Texto fornecido →
┏━━

Ao mesmo tempo que a vacinação parece a saída para a crise humanitária, há os
negacionistas que, apesar da comprovação da eficácia de vacinas desde fins do
século XVIII, teimam em propagandear sua desnecessidade. Apesar da permanente
ação do presidente Bolsonaro, o Datafolha aponta que 79% dos brasileiros
querem se imunizar contra covid-19.
A França tem a maior parcela de pessoas que se opõem à vacinação contra a
covid-19. Cerca de quatro em cada dez franceses - já foram 6 em cada 10 -
afirmam que, definitivamente ou provavelmente, não devem se vacinar, de acordo
com pesquisa da consultoria Kantar Public. O ceticismo é alto também na
Alemanha e nos EUA: 26% dos americanos e 23% dos alemães rejeitam a imunização.
A revista francesa Philosophie ouviu
filósofos de diversos matizes para entender que questões éticas e políticas
estão envolvidas na decisão de se vacinar. A maioria não discute a eficácia das
vacinas, mas alguns se inquietam com dúvidas. Philippe Huneman, especialista em
filosofia das ciências, diz que ainda não se decidiu, pois não tem informações
suficientes sobre as vacinas: “Às vacinas clássicas são associadas riscos. Com
as vacinas tipo ARN, entramos na incerteza”.
Ao contrário, a filósofa Caterine Malabou diz que “estamos em meio a uma
revolução biotecnológica”, e lamenta que, ao público, não tenha sido explicada
a importância do momento, “suscitando desconfiança e hostilidade”. O ensaísta
Pascal Bruckner diz que “sonha com o milagre de reencontrar a normalidade”. O
alemão Markus Gabriel acha que “se os antivacina forem violentos, será preciso
tornar a vacinação obrigatória”.
Francis Wolff, professor emérito da Escola Normal Superior, é taxativo: ser
contra a vacinação representa “o irracionalismo e o anti-humanismo”. O
professor da Universidade Paris-Diderot Guillaume Lê Blanc diz que aceitar a
vacinação “é assumir integralmente nossa vulnerabilidade”.

┗━━

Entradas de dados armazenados
┏━━

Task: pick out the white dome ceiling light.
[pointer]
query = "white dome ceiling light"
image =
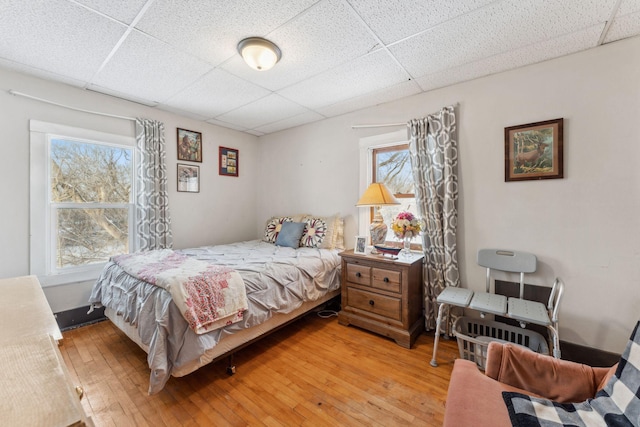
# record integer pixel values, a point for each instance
(258, 53)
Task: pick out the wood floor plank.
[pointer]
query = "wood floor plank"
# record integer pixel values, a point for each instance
(314, 372)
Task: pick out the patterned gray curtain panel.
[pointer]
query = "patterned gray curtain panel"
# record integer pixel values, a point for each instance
(434, 162)
(153, 223)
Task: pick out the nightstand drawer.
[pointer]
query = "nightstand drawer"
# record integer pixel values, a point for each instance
(359, 274)
(387, 280)
(379, 304)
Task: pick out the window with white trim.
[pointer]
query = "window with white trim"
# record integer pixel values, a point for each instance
(82, 201)
(387, 160)
(391, 165)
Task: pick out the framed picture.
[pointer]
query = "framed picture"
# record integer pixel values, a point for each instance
(189, 178)
(533, 151)
(361, 245)
(189, 145)
(229, 159)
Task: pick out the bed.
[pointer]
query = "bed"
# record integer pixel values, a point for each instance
(281, 284)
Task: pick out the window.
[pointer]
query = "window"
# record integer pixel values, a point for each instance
(82, 202)
(392, 166)
(385, 158)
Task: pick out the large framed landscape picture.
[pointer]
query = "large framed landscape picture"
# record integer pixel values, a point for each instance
(534, 151)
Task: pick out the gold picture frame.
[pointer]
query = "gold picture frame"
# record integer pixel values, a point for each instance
(534, 151)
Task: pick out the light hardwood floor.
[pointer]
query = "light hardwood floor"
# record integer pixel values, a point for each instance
(313, 372)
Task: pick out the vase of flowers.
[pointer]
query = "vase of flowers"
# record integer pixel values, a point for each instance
(406, 226)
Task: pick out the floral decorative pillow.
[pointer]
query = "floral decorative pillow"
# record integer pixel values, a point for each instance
(274, 225)
(323, 232)
(314, 233)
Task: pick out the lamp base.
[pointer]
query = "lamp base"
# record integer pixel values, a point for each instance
(378, 231)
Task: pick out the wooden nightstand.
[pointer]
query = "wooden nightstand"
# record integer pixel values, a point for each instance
(383, 295)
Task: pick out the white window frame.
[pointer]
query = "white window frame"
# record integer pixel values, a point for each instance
(42, 248)
(367, 145)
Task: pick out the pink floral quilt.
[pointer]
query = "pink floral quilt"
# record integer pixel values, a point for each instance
(208, 296)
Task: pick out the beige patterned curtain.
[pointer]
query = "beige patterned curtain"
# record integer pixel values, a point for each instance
(153, 222)
(434, 161)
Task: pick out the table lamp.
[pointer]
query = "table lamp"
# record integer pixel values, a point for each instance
(375, 196)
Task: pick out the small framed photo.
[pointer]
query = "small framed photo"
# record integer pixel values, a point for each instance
(361, 245)
(189, 145)
(533, 151)
(229, 161)
(188, 178)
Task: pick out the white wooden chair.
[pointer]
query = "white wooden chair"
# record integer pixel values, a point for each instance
(524, 311)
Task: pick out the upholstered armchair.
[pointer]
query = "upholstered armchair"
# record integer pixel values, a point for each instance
(475, 398)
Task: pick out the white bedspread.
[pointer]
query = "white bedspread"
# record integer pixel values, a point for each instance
(277, 280)
(208, 296)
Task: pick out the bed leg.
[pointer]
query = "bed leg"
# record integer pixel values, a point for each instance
(231, 367)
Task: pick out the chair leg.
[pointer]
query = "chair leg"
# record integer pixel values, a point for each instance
(433, 362)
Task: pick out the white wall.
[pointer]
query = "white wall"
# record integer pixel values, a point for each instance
(583, 228)
(215, 215)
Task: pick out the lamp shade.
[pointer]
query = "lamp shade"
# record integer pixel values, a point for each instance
(258, 53)
(377, 195)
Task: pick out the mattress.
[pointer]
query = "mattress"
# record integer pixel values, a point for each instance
(281, 283)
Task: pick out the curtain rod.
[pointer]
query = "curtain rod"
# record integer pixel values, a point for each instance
(378, 126)
(389, 124)
(46, 101)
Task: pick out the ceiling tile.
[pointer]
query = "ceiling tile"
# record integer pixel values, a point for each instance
(531, 54)
(56, 36)
(227, 125)
(498, 28)
(149, 69)
(211, 30)
(401, 90)
(365, 74)
(338, 55)
(624, 26)
(36, 72)
(266, 110)
(627, 7)
(290, 122)
(323, 37)
(393, 20)
(122, 10)
(216, 93)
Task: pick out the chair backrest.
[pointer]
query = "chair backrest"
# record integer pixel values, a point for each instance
(506, 260)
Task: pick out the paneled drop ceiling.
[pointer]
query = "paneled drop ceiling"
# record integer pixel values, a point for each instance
(337, 55)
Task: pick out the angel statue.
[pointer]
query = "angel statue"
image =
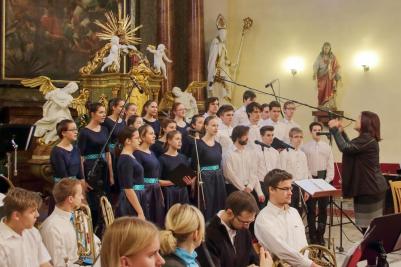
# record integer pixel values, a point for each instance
(158, 56)
(219, 64)
(114, 55)
(187, 99)
(56, 107)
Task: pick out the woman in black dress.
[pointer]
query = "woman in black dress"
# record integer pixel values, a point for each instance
(167, 125)
(209, 163)
(135, 121)
(132, 198)
(195, 131)
(151, 167)
(362, 178)
(91, 140)
(65, 157)
(149, 115)
(168, 162)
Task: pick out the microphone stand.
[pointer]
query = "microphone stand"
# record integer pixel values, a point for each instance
(334, 114)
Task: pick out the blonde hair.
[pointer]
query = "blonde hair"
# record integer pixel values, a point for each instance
(64, 188)
(19, 199)
(181, 221)
(127, 236)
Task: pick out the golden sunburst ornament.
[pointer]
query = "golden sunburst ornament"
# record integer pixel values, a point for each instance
(118, 26)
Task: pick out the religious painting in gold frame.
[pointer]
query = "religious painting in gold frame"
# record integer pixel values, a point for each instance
(50, 38)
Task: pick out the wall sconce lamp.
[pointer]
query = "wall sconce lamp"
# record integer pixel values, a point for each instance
(366, 60)
(294, 64)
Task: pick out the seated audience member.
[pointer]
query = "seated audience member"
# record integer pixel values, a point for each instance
(240, 116)
(294, 161)
(228, 238)
(239, 166)
(20, 242)
(131, 242)
(279, 227)
(58, 232)
(223, 136)
(185, 230)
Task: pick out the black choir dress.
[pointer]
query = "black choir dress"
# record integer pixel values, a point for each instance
(158, 148)
(130, 172)
(90, 144)
(154, 196)
(172, 194)
(64, 164)
(155, 125)
(214, 190)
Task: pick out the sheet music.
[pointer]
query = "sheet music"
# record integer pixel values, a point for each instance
(313, 186)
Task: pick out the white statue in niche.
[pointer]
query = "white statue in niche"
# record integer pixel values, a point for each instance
(219, 65)
(56, 107)
(114, 54)
(159, 56)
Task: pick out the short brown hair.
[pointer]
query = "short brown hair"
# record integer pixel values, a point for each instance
(240, 201)
(64, 188)
(276, 176)
(19, 199)
(295, 130)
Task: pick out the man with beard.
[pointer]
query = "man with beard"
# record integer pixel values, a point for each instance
(239, 166)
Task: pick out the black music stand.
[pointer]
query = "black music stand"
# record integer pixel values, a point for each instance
(383, 236)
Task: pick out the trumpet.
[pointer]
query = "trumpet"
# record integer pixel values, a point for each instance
(107, 211)
(85, 236)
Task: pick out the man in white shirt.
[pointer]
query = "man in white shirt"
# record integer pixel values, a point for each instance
(288, 120)
(20, 242)
(240, 116)
(268, 158)
(294, 161)
(253, 111)
(265, 114)
(278, 227)
(211, 107)
(239, 166)
(58, 232)
(223, 136)
(274, 120)
(321, 165)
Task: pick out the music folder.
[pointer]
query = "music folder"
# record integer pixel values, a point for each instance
(177, 174)
(317, 187)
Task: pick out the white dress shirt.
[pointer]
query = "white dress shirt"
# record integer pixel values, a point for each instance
(26, 250)
(254, 134)
(239, 169)
(280, 129)
(281, 231)
(289, 124)
(224, 137)
(320, 158)
(240, 117)
(267, 160)
(294, 161)
(59, 236)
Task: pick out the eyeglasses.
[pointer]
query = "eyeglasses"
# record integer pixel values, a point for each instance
(244, 222)
(287, 189)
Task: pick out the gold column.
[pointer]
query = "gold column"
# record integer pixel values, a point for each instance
(165, 35)
(196, 49)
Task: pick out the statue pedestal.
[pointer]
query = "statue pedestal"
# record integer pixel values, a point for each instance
(324, 117)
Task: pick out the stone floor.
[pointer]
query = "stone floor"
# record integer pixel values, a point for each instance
(350, 237)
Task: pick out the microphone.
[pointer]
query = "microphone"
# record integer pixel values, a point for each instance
(261, 144)
(270, 83)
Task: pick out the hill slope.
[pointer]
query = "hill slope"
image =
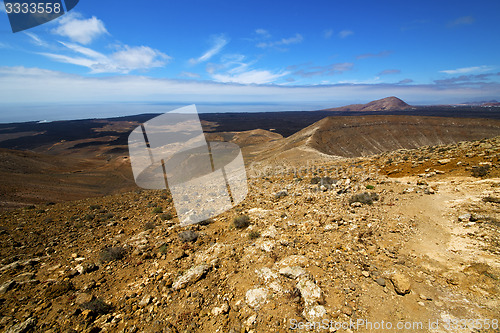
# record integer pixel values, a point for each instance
(385, 104)
(368, 135)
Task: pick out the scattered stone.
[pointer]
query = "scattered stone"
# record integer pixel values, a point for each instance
(401, 283)
(83, 298)
(223, 309)
(293, 272)
(255, 297)
(188, 236)
(23, 327)
(314, 313)
(7, 286)
(381, 282)
(464, 217)
(86, 268)
(310, 292)
(58, 289)
(281, 194)
(191, 276)
(145, 301)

┗━━

Tarefa →
No texto sobre a vacinação, liste na ordem de aparição todas as pessoas nomeadas depois da menção à "revista francesa Philosophie". As entradas foram obtidas de outra fonte.

Resposta →
Philippe Huneman, Caterine Malabou, Pascal Bruckner, Markus Gabriel, Francis Wolff e Guillaume Lê Blanc.